- **TRAVAIL DEMANDÉ**: Imprimez la notice sur Jean-Pierre Vincent en entier, sans en modifier un seul mot.

- **EXTRAIT CHOISI**:

VINCENT JEAN-PIERRE (1942-2020)
Pendant plus de cinquante ans, Jean-Pierre Vincent, metteur en scène, directeur de théâtre et exceptionnel pédagogue, a œuvré pour un théâtre vivant, où les valeurs civiques et politiques qu’il défendait iraient de pair avec des choix esthétiques d’une grande rigueur.
Né le 26 août 1942 à Juvisy-sur-Orge (Essone), Jean-Pierre Vincent fait ses débuts avec Patrice Chéreau en participant au groupe théâtral du lycée Louis-le-Grand. Ces années sont marquées par la découverte de Bertolt Brecht, qui demeurera pour le metteur en scène une référence prépondérante. Dès 1966 éclate à Gennevilliers L'Affaire de la rue de Lourcine, un Labiche iconoclaste mis en scène par Patrice Chéreau et dans lequel joue Vincent. Lorsque la municipalité de Sartrouville souhaite s'attacher une troupe permanente, elle fait appel à Chéreau. Jean-Pierre Vincent va l’accompagner. L'expérience dure un an et se solde par des dettes considérables ; 1968 attise les conflits, Chéreau doit partir, la troupe se disloque.

- **ENREGISTREMENTS FOURNIS**:

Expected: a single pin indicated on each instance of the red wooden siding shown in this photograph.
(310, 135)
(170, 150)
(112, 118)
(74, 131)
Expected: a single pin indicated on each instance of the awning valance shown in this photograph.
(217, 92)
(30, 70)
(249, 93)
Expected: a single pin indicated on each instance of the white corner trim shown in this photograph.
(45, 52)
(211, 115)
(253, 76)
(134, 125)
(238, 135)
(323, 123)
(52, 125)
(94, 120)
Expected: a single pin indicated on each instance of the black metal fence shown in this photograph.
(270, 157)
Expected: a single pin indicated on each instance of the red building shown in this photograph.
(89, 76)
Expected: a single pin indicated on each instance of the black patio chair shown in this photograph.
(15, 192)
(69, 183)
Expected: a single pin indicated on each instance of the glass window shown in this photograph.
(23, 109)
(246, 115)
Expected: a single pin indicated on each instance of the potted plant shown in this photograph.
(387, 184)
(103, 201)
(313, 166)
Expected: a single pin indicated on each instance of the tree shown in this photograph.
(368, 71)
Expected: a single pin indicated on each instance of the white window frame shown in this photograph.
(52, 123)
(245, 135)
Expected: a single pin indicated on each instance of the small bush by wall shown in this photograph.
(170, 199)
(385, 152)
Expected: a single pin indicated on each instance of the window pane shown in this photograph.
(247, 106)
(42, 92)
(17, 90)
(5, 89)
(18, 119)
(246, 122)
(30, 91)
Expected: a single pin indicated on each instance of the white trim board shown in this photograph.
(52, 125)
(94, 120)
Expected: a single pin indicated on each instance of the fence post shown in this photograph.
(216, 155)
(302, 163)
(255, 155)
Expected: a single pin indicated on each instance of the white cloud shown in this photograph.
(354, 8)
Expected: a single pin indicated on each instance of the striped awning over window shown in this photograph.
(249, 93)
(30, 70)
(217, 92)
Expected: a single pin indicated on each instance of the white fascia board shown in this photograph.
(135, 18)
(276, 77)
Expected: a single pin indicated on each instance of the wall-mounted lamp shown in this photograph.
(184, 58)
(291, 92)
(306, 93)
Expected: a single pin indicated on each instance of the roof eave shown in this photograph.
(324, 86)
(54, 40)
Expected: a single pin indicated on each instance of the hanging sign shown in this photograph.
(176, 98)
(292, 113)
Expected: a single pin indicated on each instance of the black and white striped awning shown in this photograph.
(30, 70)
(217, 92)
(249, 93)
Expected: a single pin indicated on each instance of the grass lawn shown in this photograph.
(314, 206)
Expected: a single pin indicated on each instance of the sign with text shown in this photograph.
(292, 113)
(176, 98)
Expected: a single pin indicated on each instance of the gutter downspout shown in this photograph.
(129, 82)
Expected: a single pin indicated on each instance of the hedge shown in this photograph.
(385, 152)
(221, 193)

- **CORRIGÉ**:
VINCENT JEAN-PIERRE (1942-2020)
Pendant plus de cinquante ans, Jean-Pierre Vincent, metteur en scène, directeur de théâtre et exceptionnel pédagogue, a œuvré pour un théâtre vivant, où les valeurs civiques et politiques qu’il défendait iraient de pair avec des choix esthétiques d’une grande rigueur.
Né le 26 août 1942 à Juvisy-sur-Orge (Essone), Jean-Pierre Vincent fait ses débuts avec Patrice Chéreau en participant au groupe théâtral du lycée Louis-le-Grand. Ces années sont marquées par la découverte de Bertolt Brecht, qui demeurera pour le metteur en scène une référence prépondérante. Dès 1966 éclate à Gennevilliers L'Affaire de la rue de Lourcine, un Labiche iconoclaste mis en scène par Patrice Chéreau et dans lequel joue Vincent. Lorsque la municipalité de Sartrouville souhaite s'attacher une troupe permanente, elle fait appel à Chéreau. Jean-Pierre Vincent va l’accompagner. L'expérience dure un an et se solde par des dettes considérables ; 1968 attise les conflits, Chéreau doit partir, la troupe se disloque.